What’s got me in a tizzy

I want to share a few statistics with you:

  • 80% of 10 year olds have been on a diet
  • One-third of dieters develop pathological dieting behaviors, from which 25% will develop an eating disorder
  • 95% of people with diagnosed eating disorders are between the age of 12 and 25
  • 10% of teens with eating disorders die from complications
  • Only 10% of people suffering from an eating disorder will seek professional help
  • The #1 magic wish for girls age 11-17 is to be thinner

In other words, young teens, who are still growing and developing, are already trapped by diet culture – they’ve received the message that their body isn’t good enough. Not surprisingly, they develop aberrant eating and dieting behaviors that negatively affect health and well-being long-term.

Knowing this, I was shocked and saddened when Weight Watchers announced last week that it was going to offer free 6-week memberships to teens this coming summer.

Weight Watchers is doing this to boost their bottom line. How will offering free membership do that? Well, they expect that this recruitment tactic will create many young loyal customers who will continue pay for membership long after the initial 6 weeks has run out.

After all, the Weight Watchers business is highly dependent on repeat members. (In other words, it’s built on a model where their program doesn’t work.)

They are doing this despite the research showing that focusing on weight and dieting is not effective for teens. And despite the research showing that dieting increases the risk of weight gain and results in other physical and mental health consequences (read my book Food Fight for more on that topic).

And yes, Weight Watchers is a diet. Don’t let their marketing fool you. Their program is specifically designed to restrict your food intake for the purposes of losing weight. That is the definition of a diet.

Instead of reinforcing and magnifying the belief that their body is not ok, what these teens need is help in cultivating positive self-esteem. They need to see and appreciate their own amazing uniqueness and value. They need to understand that their worth is not determined by their body size and shape.

Teens have their own unique dietary needs and psychological needs.

Placing teens in a Weight Watchers meeting room with other adults who are themselves suffering from body image challenges is not the answer.
================
Task objective
Reproduce the complete piece on Weight Watchers' free teen memberships word for word.

Records provided
================
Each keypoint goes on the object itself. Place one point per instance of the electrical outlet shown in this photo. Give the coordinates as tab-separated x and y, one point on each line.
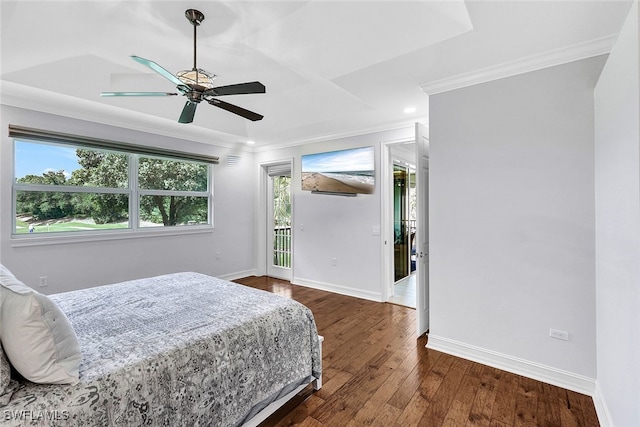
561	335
================
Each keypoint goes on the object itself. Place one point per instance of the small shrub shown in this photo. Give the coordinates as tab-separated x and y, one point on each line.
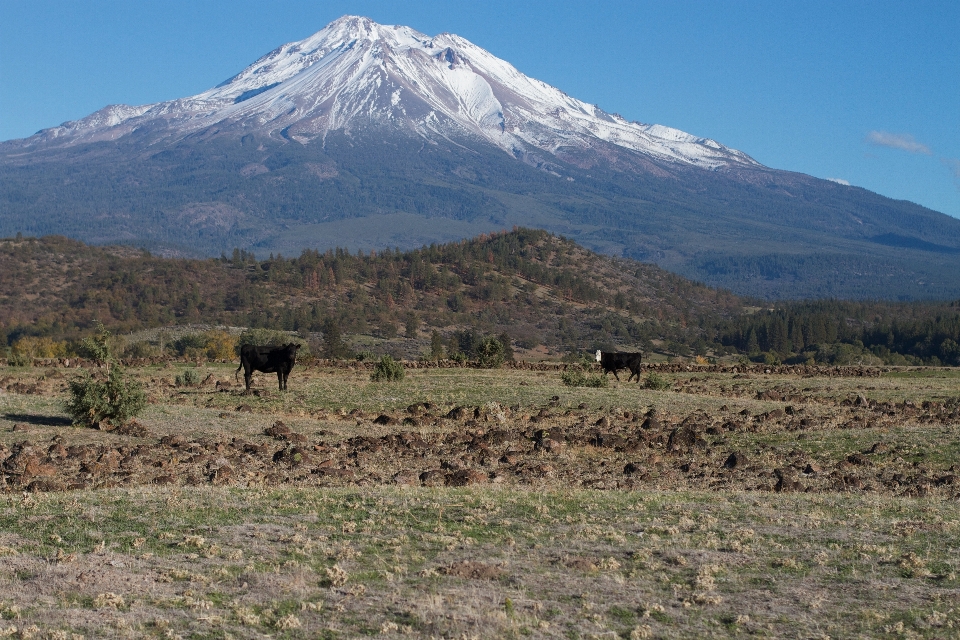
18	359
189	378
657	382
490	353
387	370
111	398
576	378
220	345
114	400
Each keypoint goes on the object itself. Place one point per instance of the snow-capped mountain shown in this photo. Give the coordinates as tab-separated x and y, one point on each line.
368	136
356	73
================
Answer
What’s got me in a tizzy

I want to share a few statistics with you:

  • 80% of 10 year olds have been on a diet
  • One-third of dieters develop pathological dieting behaviors, from which 25% will develop an eating disorder
  • 95% of people with diagnosed eating disorders are between the age of 12 and 25
  • 10% of teens with eating disorders die from complications
  • Only 10% of people suffering from an eating disorder will seek professional help
  • The #1 magic wish for girls age 11-17 is to be thinner

In other words, young teens, who are still growing and developing, are already trapped by diet culture – they’ve received the message that their body isn’t good enough. Not surprisingly, they develop aberrant eating and dieting behaviors that negatively affect health and well-being long-term.

Knowing this, I was shocked and saddened when Weight Watchers announced last week that it was going to offer free 6-week memberships to teens this coming summer.

Weight Watchers is doing this to boost their bottom line. How will offering free membership do that? Well, they expect that this recruitment tactic will create many young loyal customers who will continue pay for membership long after the initial 6 weeks has run out.

After all, the Weight Watchers business is highly dependent on repeat members. (In other words, it’s built on a model where their program doesn’t work.)

They are doing this despite the research showing that focusing on weight and dieting is not effective for teens. And despite the research showing that dieting increases the risk of weight gain and results in other physical and mental health consequences (read my book Food Fight for more on that topic).

And yes, Weight Watchers is a diet. Don’t let their marketing fool you. Their program is specifically designed to restrict your food intake for the purposes of losing weight. That is the definition of a diet.

Instead of reinforcing and magnifying the belief that their body is not ok, what these teens need is help in cultivating positive self-esteem. They need to see and appreciate their own amazing uniqueness and value. They need to understand that their worth is not determined by their body size and shape.

Teens have their own unique dietary needs and psychological needs.

Placing teens in a Weight Watchers meeting room with other adults who are themselves suffering from body image challenges is not the answer.